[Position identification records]
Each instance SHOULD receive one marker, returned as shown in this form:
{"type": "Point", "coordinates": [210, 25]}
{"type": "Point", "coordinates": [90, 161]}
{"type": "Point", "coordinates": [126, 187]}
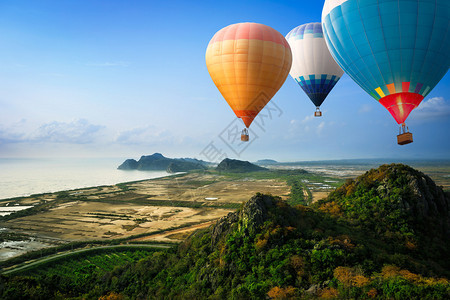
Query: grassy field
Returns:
{"type": "Point", "coordinates": [168, 208]}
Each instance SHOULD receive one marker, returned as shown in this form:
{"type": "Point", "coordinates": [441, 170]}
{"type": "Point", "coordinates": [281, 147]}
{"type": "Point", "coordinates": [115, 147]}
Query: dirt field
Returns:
{"type": "Point", "coordinates": [184, 202]}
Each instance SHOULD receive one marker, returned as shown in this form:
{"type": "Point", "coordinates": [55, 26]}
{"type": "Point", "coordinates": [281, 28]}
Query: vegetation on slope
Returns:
{"type": "Point", "coordinates": [383, 235]}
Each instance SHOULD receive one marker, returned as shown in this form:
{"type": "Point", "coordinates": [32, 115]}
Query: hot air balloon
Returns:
{"type": "Point", "coordinates": [248, 63]}
{"type": "Point", "coordinates": [313, 67]}
{"type": "Point", "coordinates": [397, 51]}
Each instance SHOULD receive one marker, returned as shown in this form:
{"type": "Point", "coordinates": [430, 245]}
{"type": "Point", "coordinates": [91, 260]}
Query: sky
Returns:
{"type": "Point", "coordinates": [90, 78]}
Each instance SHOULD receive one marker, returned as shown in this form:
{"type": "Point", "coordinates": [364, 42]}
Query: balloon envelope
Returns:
{"type": "Point", "coordinates": [248, 63]}
{"type": "Point", "coordinates": [313, 67]}
{"type": "Point", "coordinates": [397, 51]}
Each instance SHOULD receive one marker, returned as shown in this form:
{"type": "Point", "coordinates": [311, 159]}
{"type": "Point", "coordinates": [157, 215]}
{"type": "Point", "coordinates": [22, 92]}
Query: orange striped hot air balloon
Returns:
{"type": "Point", "coordinates": [248, 63]}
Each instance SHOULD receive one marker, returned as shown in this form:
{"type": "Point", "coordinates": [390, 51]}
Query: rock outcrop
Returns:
{"type": "Point", "coordinates": [158, 162]}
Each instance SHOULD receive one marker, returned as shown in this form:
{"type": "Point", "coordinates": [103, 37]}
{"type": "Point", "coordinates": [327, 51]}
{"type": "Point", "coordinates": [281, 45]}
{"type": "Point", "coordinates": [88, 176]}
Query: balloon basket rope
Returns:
{"type": "Point", "coordinates": [244, 135]}
{"type": "Point", "coordinates": [405, 137]}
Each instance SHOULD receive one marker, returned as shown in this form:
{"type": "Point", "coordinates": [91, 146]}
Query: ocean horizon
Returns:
{"type": "Point", "coordinates": [21, 177]}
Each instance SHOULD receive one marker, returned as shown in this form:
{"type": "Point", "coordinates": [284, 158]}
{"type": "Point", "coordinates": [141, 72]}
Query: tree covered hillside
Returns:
{"type": "Point", "coordinates": [382, 235]}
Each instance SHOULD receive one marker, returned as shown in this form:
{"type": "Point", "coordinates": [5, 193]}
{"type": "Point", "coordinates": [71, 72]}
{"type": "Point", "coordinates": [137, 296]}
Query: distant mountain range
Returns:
{"type": "Point", "coordinates": [158, 162]}
{"type": "Point", "coordinates": [383, 235]}
{"type": "Point", "coordinates": [238, 166]}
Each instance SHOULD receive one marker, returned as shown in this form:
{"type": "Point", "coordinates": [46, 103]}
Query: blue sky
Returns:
{"type": "Point", "coordinates": [127, 78]}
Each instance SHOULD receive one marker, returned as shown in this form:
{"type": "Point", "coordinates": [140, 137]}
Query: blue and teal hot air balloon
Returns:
{"type": "Point", "coordinates": [396, 50]}
{"type": "Point", "coordinates": [313, 67]}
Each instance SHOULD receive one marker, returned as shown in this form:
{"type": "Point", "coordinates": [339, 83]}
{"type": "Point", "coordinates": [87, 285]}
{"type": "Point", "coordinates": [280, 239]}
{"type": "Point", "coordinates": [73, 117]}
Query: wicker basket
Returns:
{"type": "Point", "coordinates": [404, 138]}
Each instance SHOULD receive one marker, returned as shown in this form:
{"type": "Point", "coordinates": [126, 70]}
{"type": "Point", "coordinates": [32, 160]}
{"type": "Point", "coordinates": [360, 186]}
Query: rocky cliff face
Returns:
{"type": "Point", "coordinates": [397, 197]}
{"type": "Point", "coordinates": [249, 218]}
{"type": "Point", "coordinates": [158, 162]}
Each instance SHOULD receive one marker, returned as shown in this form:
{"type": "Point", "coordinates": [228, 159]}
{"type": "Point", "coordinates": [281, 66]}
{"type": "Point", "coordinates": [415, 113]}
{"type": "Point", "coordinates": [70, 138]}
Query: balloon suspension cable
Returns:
{"type": "Point", "coordinates": [404, 137]}
{"type": "Point", "coordinates": [317, 113]}
{"type": "Point", "coordinates": [244, 135]}
{"type": "Point", "coordinates": [403, 128]}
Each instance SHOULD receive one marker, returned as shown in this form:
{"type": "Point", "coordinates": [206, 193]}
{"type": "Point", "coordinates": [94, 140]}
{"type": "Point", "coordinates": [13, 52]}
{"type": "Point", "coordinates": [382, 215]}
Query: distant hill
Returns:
{"type": "Point", "coordinates": [266, 162]}
{"type": "Point", "coordinates": [159, 162]}
{"type": "Point", "coordinates": [383, 235]}
{"type": "Point", "coordinates": [237, 166]}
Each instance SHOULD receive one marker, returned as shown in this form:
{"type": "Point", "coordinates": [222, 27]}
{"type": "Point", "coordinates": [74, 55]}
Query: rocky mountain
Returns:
{"type": "Point", "coordinates": [382, 235]}
{"type": "Point", "coordinates": [237, 166]}
{"type": "Point", "coordinates": [266, 162]}
{"type": "Point", "coordinates": [159, 162]}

What you will do:
Repeat the data exactly, without the pictures.

Reply to the exercise:
Each instance SHOULD receive one marker, returned as shown in this form:
{"type": "Point", "coordinates": [210, 25]}
{"type": "Point", "coordinates": [90, 161]}
{"type": "Point", "coordinates": [126, 187]}
Query: grassy field
Returns:
{"type": "Point", "coordinates": [168, 208]}
Each instance SHOULD receive one marker, returned as shown in this form:
{"type": "Point", "coordinates": [441, 170]}
{"type": "Point", "coordinates": [281, 147]}
{"type": "Point", "coordinates": [115, 147]}
Query: dirt field
Returns:
{"type": "Point", "coordinates": [184, 202]}
Each instance SHOULD receive one marker, returned as shown in this form:
{"type": "Point", "coordinates": [55, 26]}
{"type": "Point", "coordinates": [281, 28]}
Query: vegetation on slope
Returns:
{"type": "Point", "coordinates": [383, 235]}
Each instance SHOULD receive one marker, returned as shown in this form:
{"type": "Point", "coordinates": [32, 115]}
Query: hot air balloon
Returns:
{"type": "Point", "coordinates": [248, 63]}
{"type": "Point", "coordinates": [313, 67]}
{"type": "Point", "coordinates": [397, 51]}
Each instance SHOULD receive one marker, returned as shown in this form:
{"type": "Point", "coordinates": [430, 245]}
{"type": "Point", "coordinates": [91, 260]}
Query: sky
Returns:
{"type": "Point", "coordinates": [90, 78]}
Each instance SHOULD receive one marker, returned as shown in this form:
{"type": "Point", "coordinates": [364, 42]}
Query: balloon envelope
Returns:
{"type": "Point", "coordinates": [248, 63]}
{"type": "Point", "coordinates": [313, 67]}
{"type": "Point", "coordinates": [397, 51]}
Each instance SHOULD receive one marker, returned as shown in this form:
{"type": "Point", "coordinates": [311, 159]}
{"type": "Point", "coordinates": [157, 215]}
{"type": "Point", "coordinates": [22, 92]}
Query: orange striped hot air balloon
Returns:
{"type": "Point", "coordinates": [248, 63]}
Each instance SHOULD receive one marker, returned as shown in this form:
{"type": "Point", "coordinates": [390, 51]}
Query: rock outcrop
Returns:
{"type": "Point", "coordinates": [158, 162]}
Each instance SHOULD receive one marker, returned as shown in this form:
{"type": "Point", "coordinates": [103, 37]}
{"type": "Point", "coordinates": [327, 51]}
{"type": "Point", "coordinates": [281, 45]}
{"type": "Point", "coordinates": [88, 176]}
Query: balloon basket rope
Returns:
{"type": "Point", "coordinates": [244, 135]}
{"type": "Point", "coordinates": [405, 137]}
Each instance SHOULD receive one marker, returned as shown in this form:
{"type": "Point", "coordinates": [91, 146]}
Query: ocean horizon
Returns:
{"type": "Point", "coordinates": [21, 177]}
Each instance SHOULD receive one marker, returned as shown in this form:
{"type": "Point", "coordinates": [284, 158]}
{"type": "Point", "coordinates": [141, 72]}
Query: tree covered hillside
Returns:
{"type": "Point", "coordinates": [382, 235]}
Each instance SHOULD receive one marker, returned as shown in this form:
{"type": "Point", "coordinates": [5, 193]}
{"type": "Point", "coordinates": [71, 72]}
{"type": "Point", "coordinates": [137, 296]}
Query: distant mountain range
Returns:
{"type": "Point", "coordinates": [158, 162]}
{"type": "Point", "coordinates": [383, 235]}
{"type": "Point", "coordinates": [238, 166]}
Each instance SHOULD receive one marker, returned as shown in this form:
{"type": "Point", "coordinates": [46, 103]}
Query: blue sky
Returns:
{"type": "Point", "coordinates": [127, 78]}
Each instance SHOULD receive one marker, returned as shown in this form:
{"type": "Point", "coordinates": [140, 137]}
Query: blue and teal hot air balloon
Returns:
{"type": "Point", "coordinates": [396, 50]}
{"type": "Point", "coordinates": [313, 67]}
Each instance SHOULD receive one marker, returned as shown in this form:
{"type": "Point", "coordinates": [339, 83]}
{"type": "Point", "coordinates": [87, 285]}
{"type": "Point", "coordinates": [280, 239]}
{"type": "Point", "coordinates": [73, 117]}
Query: wicker basket
Returns:
{"type": "Point", "coordinates": [404, 138]}
Each instance SHOULD receive one marker, returned as shown in this form:
{"type": "Point", "coordinates": [126, 70]}
{"type": "Point", "coordinates": [32, 160]}
{"type": "Point", "coordinates": [360, 186]}
Query: rocky cliff face
Returns:
{"type": "Point", "coordinates": [397, 197]}
{"type": "Point", "coordinates": [249, 218]}
{"type": "Point", "coordinates": [158, 162]}
Each instance SHOULD receive one marker, returned as shown in this form:
{"type": "Point", "coordinates": [228, 159]}
{"type": "Point", "coordinates": [281, 66]}
{"type": "Point", "coordinates": [415, 113]}
{"type": "Point", "coordinates": [70, 138]}
Query: balloon suspension cable
Returns:
{"type": "Point", "coordinates": [404, 137]}
{"type": "Point", "coordinates": [317, 113]}
{"type": "Point", "coordinates": [244, 135]}
{"type": "Point", "coordinates": [403, 128]}
Each instance SHOULD receive one marker, returned as shown in this form:
{"type": "Point", "coordinates": [206, 193]}
{"type": "Point", "coordinates": [94, 140]}
{"type": "Point", "coordinates": [13, 52]}
{"type": "Point", "coordinates": [382, 215]}
Query: distant hill
Returns:
{"type": "Point", "coordinates": [266, 162]}
{"type": "Point", "coordinates": [159, 162]}
{"type": "Point", "coordinates": [383, 235]}
{"type": "Point", "coordinates": [237, 166]}
Each instance SHOULD receive one marker, returned as shown in this form:
{"type": "Point", "coordinates": [222, 27]}
{"type": "Point", "coordinates": [74, 55]}
Query: rocky mountain
Returns:
{"type": "Point", "coordinates": [382, 235]}
{"type": "Point", "coordinates": [237, 166]}
{"type": "Point", "coordinates": [266, 162]}
{"type": "Point", "coordinates": [159, 162]}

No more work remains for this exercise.